#### Work task 1:
Answer these questions about the article on life's purpose and brain health, one line each:
(a) In what year of his life was Charles Fillmore when he spoke the quoted words?
(b) In which journal and year did Dr. David Bennett publish the study the article cites?
(c) What does the Japanese term ikigai mean?
#### Work task 2:
Carry the article on life's purpose and brain health forward from its last sentence.

"I fairly sizzle with zeal and enthusiasm and spring forth with a mighty faith to do the things that ought to be done by me." -- Charles Fillmore, Unity School of Christianity
Those words were spoken in the early 1900s by a man in his 94th year, the head of a major spiritual movement. Just reading it can fill you with energy. Can you imagine: 90+ and still sizzling?
If you think that it's too hard to discover your life's passion and purpose, if you say to yourself you're too busy just keeping your head above water, I have two words for you: It's not. I've worked with people for over 35 years to find what brings them joy and meaning. It doesn't take long.
When you have a sense of purpose, it's possible to help circumvent stress. It is a well-known fact that prolonged stress and anxiety can produce cortisol in the brain, which over time can harm certain neural centers. Knowing what's important to you -- seeing it clearly -- helps you to shift the focus of your attention to what brings you joy and happiness. In my work with thousands, we've discovered that it's virtually impossible to be stressed and creatively happy at the same time. Knowing your purpose, you can shift the focus of your attention to what brings you joy.
In just a few moments out of your life, I can show you how to see what lights you up. It's simple. But before we look at actual techniques, let's think for a moment about the benefits to your brain when you see -- and follow -- what's important to you.
The Daily Good recently re-published an article in which Sarah McKay, Ph.D. described the positive effects upon our brain that comes with knowing our life's purpose. For example, she cites a study that Dr. David Bennett, Director of the Memory and Aging Unit at the Rush Medical Centre in Chicago, put in a paper in the Archives of General Psychiatry in 2010.
This is what Dr. Bennett found: People who have meaning and purpose in their life have lower risk of Alzheimer's disease and cognitive impairment in later life. We don't know exactly why this is so. However what is clear is that there is an association between brain health and the experience of purpose in life.
And, looking more generally at living a long life with good health, and a sense of purpose, there's a term coined by the Japanese called ikigai. It means having a "reason for being" or a "life worth living." According to Japanese culture, everyone has an ikigai. It is essentially a reason to get up in the morning - a reason to enjoy life. In a TED Talk, Dan Buettner referenced ikigai as one of the reasons people on Okinawa have such long lives.
Image from The View Inside Me
So, let's look at a way to locate your life's purpose or purposes, so that you can use them to have a reason to get up in the morning, thereby creating more brain health.
Another way to think of a life's purpose is as a "life's intention." Intention is defined as "a direction, aim, or purpose." A life's intention, therefore, is a direction, aim, or purpose that is a recipe for ikigai -- a life worth living.

#### Records supplied:
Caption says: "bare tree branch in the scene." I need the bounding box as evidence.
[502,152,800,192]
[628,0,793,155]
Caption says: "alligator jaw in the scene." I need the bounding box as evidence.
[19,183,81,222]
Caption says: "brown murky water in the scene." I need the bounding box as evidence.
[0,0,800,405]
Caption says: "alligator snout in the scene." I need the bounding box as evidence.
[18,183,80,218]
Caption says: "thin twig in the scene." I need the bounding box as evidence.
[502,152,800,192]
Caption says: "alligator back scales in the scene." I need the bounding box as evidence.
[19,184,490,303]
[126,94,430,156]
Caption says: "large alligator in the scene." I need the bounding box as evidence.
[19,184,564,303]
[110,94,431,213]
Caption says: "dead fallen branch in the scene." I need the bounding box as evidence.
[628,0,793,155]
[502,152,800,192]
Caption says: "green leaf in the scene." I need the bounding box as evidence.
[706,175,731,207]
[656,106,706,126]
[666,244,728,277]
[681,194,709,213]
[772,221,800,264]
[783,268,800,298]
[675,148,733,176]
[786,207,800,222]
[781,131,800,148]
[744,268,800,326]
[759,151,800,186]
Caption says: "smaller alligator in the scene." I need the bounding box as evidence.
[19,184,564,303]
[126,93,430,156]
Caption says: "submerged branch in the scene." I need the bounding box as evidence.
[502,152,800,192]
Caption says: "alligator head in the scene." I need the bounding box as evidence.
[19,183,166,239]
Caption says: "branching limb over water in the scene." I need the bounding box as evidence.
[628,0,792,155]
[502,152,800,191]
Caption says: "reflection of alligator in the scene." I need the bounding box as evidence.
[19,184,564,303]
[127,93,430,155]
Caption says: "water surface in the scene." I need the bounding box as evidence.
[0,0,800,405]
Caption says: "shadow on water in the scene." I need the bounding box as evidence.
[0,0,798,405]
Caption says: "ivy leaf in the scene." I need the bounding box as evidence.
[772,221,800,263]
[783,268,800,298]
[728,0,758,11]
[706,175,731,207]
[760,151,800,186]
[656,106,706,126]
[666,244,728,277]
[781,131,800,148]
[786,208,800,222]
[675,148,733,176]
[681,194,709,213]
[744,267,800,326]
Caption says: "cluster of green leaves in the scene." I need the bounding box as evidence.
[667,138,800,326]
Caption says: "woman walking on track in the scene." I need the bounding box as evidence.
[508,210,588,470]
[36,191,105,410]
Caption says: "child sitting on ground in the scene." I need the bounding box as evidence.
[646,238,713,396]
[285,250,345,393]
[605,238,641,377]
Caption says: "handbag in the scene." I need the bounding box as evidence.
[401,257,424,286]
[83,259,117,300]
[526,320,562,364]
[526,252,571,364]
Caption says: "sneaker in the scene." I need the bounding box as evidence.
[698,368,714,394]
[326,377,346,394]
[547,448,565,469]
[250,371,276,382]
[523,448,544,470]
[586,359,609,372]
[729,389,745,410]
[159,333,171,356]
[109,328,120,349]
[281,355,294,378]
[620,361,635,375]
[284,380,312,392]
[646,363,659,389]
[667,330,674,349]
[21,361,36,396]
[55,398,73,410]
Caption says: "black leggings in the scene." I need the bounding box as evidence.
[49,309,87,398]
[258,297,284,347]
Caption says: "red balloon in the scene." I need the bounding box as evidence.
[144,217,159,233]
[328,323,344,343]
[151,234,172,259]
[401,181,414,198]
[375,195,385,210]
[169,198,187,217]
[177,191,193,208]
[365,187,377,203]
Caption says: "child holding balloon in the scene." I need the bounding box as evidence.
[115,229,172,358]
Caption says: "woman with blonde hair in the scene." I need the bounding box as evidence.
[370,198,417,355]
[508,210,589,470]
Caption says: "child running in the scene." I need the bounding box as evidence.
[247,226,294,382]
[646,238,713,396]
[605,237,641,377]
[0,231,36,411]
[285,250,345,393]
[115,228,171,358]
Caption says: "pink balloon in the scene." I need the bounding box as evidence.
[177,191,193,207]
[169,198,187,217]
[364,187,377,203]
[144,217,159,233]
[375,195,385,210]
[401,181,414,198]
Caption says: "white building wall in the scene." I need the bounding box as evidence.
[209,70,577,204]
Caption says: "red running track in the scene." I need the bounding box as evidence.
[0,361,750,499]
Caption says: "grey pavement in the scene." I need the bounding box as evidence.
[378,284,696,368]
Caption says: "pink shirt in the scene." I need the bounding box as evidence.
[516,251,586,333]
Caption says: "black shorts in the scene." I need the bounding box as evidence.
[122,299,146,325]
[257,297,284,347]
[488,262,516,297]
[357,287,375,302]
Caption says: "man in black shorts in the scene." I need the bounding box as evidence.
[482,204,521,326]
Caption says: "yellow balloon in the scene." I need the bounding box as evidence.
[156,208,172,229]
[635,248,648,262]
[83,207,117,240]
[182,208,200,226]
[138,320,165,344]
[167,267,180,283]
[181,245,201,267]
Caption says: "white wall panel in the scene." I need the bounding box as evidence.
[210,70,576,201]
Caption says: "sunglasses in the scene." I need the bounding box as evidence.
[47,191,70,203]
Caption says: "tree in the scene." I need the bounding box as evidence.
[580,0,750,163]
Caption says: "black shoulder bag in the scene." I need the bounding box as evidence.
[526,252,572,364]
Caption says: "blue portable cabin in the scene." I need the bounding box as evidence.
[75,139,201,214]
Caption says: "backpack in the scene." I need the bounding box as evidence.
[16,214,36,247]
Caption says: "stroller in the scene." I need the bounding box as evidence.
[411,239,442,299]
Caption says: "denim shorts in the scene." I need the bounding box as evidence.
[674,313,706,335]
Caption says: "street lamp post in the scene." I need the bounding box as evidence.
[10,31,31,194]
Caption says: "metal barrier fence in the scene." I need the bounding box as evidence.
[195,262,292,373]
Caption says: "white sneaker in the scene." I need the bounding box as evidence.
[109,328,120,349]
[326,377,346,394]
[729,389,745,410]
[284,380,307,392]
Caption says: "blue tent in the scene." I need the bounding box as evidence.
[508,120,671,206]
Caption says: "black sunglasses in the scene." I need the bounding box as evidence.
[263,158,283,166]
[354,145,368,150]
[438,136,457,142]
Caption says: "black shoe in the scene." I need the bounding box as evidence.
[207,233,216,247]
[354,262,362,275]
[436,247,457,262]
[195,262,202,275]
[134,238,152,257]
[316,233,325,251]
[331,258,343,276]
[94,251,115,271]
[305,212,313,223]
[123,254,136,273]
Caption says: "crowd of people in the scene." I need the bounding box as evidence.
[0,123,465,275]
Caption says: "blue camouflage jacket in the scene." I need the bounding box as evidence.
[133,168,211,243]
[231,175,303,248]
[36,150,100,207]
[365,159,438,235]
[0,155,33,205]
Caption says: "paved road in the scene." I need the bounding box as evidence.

#### Result 1:
(a) His 94th year.
(b) The Archives of General Psychiatry, in 2010.
(c) Having a "reason for being" or a "life worth living."

#### Result 2:
Over the years, in talking with people about what makes their lives worth living, we've found similarities that seem to be universal. I've included some of the major ones here.
Look at the list of your possible life's intentions and, without overthinking it, assign each one a score of importance to you from 1 to 5. Five is the most important. Don't consider whether you are currently experiencing the intention; just measure its significance for you. In other words, to what degree does it make your heart sing when you think of it?
My intentions are to be:
Physically fit and healthy
A successful artist
A successful musician
A successful author
A contributor to my community
A visionary leader
A loving family member
A well-respected professional
An effective manager
An effective teacher
A creator of beauty
An effective mentor
A successful entrepreneur
As you rank these, are there any others that come to mind that score 5? Write them down. This is a good way to get your brain thinking along these lines.
Now, take the life's intentions that score 5. Put them where you can see them each day for at least the next 30 days. You might write them on an index card, or use them as a screen saver. Have them in a place where your brain can see them. You want it to be easy for your brain to focus upon what brings you meaning and joy. Thirty days creates a habit of thinking.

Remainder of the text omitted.